GOAL:
Please express the listing below as a two-column CSV with the columns input and output, giving one row for each input paired with its output. Quote each value as a single field with its line breaks turned into spaces, and leave the pictures out.

___ RECORDS PROVIDED

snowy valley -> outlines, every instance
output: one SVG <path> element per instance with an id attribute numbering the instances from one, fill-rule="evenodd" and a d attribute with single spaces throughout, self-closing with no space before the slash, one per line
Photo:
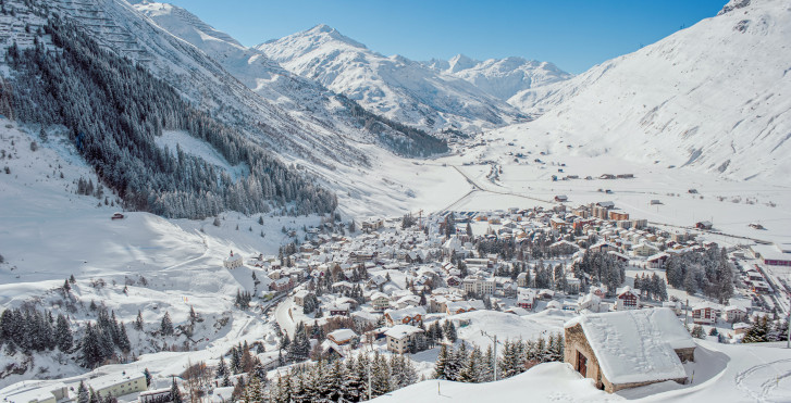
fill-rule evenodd
<path id="1" fill-rule="evenodd" d="M 786 2 L 576 76 L 0 4 L 3 401 L 791 400 Z"/>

______

RESULT OF THE EXERCISE:
input,output
"snowy valley -> outlines, every instance output: one SVG <path> element per instance with an id attribute numbering the instances from one, fill-rule=""evenodd"" and a d attribute with single spaces throughout, self-closing with no space before the slash, one per line Photo: fill-rule evenodd","<path id=""1"" fill-rule=""evenodd"" d=""M 786 2 L 576 76 L 0 4 L 3 401 L 791 400 Z""/>"